Short problem:
Format every line of the listing below as a JSON array of strings, with one string per line and blank lines left out.

Material to process:
* * * * * * *

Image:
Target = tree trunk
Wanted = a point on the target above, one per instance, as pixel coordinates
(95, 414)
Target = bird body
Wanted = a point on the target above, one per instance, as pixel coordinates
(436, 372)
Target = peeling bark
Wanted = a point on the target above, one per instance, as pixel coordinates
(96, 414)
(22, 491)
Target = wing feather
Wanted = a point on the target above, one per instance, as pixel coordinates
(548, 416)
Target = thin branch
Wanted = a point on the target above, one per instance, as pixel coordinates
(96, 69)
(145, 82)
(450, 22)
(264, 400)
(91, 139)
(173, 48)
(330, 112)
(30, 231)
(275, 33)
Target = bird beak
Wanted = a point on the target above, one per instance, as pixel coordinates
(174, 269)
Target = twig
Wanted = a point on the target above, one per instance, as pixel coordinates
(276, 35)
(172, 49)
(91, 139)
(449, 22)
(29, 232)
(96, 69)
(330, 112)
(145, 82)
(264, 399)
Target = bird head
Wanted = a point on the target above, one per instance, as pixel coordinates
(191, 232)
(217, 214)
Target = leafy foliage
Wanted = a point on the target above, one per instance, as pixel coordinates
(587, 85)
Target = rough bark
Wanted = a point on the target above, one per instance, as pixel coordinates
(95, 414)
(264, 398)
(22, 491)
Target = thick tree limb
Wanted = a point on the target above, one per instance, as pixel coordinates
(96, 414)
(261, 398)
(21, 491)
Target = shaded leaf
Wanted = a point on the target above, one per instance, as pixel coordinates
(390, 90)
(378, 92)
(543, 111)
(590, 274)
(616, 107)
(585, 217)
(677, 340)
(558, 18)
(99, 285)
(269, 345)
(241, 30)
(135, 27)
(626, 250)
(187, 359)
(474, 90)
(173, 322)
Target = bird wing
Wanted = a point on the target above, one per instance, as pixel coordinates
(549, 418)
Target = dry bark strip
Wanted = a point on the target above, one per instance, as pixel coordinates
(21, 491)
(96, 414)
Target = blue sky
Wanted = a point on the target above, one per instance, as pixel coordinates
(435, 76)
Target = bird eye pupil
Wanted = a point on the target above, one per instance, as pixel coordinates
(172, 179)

* * * * * * *

Task answer:
[
  "Image:",
  "Target = tree trunk",
  "Wanted = a point on the target above, one per instance, as pixel coordinates",
  "(95, 414)",
  "Target = bird body",
  "Wanted = a point on the target above, one per instance, as pixel coordinates",
  "(436, 372)",
  "Target = peeling bark",
  "Wanted = a point on the target above, one per instance, as pixel coordinates",
  "(96, 414)",
  "(22, 491)",
  "Target = wing feather",
  "Wanted = a point on the target above, one per instance, as pixel coordinates",
  "(548, 416)",
  "Target = thin branch",
  "Wanted = a point on the target above, one per instance, as pixel coordinates",
  "(96, 69)",
  "(145, 82)",
  "(450, 22)",
  "(264, 400)",
  "(91, 139)",
  "(173, 48)",
  "(330, 112)",
  "(30, 231)",
  "(275, 33)",
  "Target = bird beak",
  "Wanted = a point on the target above, one per instance, as pixel coordinates",
  "(174, 269)",
  "Target = twig",
  "Wanted = a point on the target above, one per instance, as pixel coordinates",
  "(276, 35)",
  "(172, 49)",
  "(91, 139)",
  "(449, 22)",
  "(29, 232)",
  "(96, 69)",
  "(330, 112)",
  "(145, 82)",
  "(264, 399)",
  "Target = bird head",
  "Wanted = a point on the target above, one per instance, as pixel coordinates",
  "(191, 232)",
  "(217, 214)",
  "Target = leafy foliage",
  "Wanted = a point on the target above, one per instance, as pixel coordinates",
  "(587, 85)",
  "Target = rough bark",
  "Wanted = a point on the target above, one per instance, as pixel coordinates",
  "(95, 414)",
  "(264, 398)",
  "(22, 491)",
  "Target = thick tree limb",
  "Wanted = a point on the target above, one per instance, as pixel coordinates",
  "(96, 414)",
  "(261, 398)",
  "(21, 491)",
  "Target = shaded leaf",
  "Wanted = a point on the target above, one per instance, as pixel coordinates",
  "(390, 90)",
  "(378, 92)",
  "(543, 111)",
  "(590, 274)",
  "(616, 107)",
  "(585, 217)",
  "(677, 340)",
  "(558, 18)",
  "(99, 285)",
  "(269, 345)",
  "(241, 30)",
  "(135, 27)",
  "(626, 250)",
  "(187, 359)",
  "(474, 90)",
  "(173, 322)",
  "Target = bird wing",
  "Wanted = a point on the target above, one per instance, as pixel coordinates",
  "(549, 418)",
  "Target = dry bark strip",
  "Wanted = a point on the target above, one per instance, as pixel coordinates",
  "(21, 491)",
  "(96, 414)",
  "Target = blue sky",
  "Wanted = a point on the target above, one per instance, as pixel coordinates",
  "(435, 76)",
  "Target = bird eye pupil",
  "Wanted = a point on the target above, one per instance, as pixel coordinates",
  "(172, 179)"
]